- Task statement: Output the line with "the man's head" and every line below it until the listing ends, exactly as written and with nothing added.

- Data supplied:
[Start of Attachment]
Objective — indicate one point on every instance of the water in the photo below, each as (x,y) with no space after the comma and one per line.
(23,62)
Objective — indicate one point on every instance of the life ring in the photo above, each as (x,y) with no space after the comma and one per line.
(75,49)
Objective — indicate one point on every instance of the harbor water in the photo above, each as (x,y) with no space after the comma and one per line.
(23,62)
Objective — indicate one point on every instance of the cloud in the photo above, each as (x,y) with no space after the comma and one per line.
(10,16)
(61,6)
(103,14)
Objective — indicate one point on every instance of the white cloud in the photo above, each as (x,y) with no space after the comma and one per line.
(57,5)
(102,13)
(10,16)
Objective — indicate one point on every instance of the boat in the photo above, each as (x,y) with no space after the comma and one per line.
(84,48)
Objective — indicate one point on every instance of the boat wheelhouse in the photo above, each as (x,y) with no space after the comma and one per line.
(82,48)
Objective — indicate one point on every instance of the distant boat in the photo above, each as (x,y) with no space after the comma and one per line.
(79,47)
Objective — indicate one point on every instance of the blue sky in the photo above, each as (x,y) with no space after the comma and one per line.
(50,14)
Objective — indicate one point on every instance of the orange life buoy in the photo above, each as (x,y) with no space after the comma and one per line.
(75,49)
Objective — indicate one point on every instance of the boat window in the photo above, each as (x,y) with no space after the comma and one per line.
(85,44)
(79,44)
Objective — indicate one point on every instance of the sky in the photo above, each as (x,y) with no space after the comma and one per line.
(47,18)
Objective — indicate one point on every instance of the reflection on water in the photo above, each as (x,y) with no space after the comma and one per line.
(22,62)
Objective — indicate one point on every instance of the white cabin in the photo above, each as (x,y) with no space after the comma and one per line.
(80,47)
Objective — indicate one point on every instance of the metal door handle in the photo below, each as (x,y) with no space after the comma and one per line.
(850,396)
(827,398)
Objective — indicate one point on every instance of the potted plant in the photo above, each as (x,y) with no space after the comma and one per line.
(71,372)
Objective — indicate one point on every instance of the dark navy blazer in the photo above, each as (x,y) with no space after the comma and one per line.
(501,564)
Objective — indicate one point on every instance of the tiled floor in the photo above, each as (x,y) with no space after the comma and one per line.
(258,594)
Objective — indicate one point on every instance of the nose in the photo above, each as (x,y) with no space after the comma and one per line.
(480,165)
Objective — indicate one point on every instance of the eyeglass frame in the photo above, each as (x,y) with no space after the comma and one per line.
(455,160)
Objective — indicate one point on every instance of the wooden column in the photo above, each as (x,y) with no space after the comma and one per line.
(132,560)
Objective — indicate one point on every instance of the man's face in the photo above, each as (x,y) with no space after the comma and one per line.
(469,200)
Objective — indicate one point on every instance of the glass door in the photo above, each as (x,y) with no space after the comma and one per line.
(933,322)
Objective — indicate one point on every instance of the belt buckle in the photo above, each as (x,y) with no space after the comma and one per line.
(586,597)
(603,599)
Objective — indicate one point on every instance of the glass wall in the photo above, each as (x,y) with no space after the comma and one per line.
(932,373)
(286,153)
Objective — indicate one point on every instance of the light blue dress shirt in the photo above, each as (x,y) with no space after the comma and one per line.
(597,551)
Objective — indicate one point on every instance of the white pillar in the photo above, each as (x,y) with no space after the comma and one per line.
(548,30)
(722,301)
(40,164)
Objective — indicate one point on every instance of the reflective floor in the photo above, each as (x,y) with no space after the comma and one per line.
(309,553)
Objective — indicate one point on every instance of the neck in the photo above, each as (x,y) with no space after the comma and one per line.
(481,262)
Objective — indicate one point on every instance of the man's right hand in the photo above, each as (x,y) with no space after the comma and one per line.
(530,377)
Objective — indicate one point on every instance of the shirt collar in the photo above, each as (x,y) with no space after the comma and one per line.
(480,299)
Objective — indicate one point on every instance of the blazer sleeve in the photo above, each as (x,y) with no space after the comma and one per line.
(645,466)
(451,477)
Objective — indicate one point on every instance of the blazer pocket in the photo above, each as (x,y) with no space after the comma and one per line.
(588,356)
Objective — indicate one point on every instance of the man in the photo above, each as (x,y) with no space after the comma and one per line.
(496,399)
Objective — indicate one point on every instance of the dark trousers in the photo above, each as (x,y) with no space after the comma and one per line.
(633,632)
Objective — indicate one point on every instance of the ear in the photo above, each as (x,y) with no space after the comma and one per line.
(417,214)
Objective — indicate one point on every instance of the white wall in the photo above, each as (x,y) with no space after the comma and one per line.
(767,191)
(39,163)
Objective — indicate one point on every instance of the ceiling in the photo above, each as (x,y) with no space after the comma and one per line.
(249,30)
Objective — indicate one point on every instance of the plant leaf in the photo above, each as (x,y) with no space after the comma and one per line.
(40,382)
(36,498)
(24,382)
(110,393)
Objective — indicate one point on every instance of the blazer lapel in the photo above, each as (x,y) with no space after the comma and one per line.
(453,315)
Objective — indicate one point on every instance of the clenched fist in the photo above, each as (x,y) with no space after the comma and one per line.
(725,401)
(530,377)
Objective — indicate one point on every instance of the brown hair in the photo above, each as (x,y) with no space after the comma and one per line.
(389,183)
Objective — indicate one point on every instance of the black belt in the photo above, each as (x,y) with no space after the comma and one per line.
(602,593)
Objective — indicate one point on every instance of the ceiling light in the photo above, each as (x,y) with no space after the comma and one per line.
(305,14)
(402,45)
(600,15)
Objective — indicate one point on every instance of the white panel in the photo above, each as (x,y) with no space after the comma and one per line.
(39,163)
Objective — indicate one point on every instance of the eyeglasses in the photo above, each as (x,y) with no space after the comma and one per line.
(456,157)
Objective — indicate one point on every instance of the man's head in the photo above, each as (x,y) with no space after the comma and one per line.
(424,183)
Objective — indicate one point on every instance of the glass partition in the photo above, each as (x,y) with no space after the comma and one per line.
[End of Attachment]
- Answer space:
Objective — indicate one point on every instance of the man's head in the photo above, each as (x,y) with no space after the comma and one per line.
(424,183)
Objective — indicate one point on every instance of the glass partition in the photo above, each as (x,y) with no space after the comma and one per line.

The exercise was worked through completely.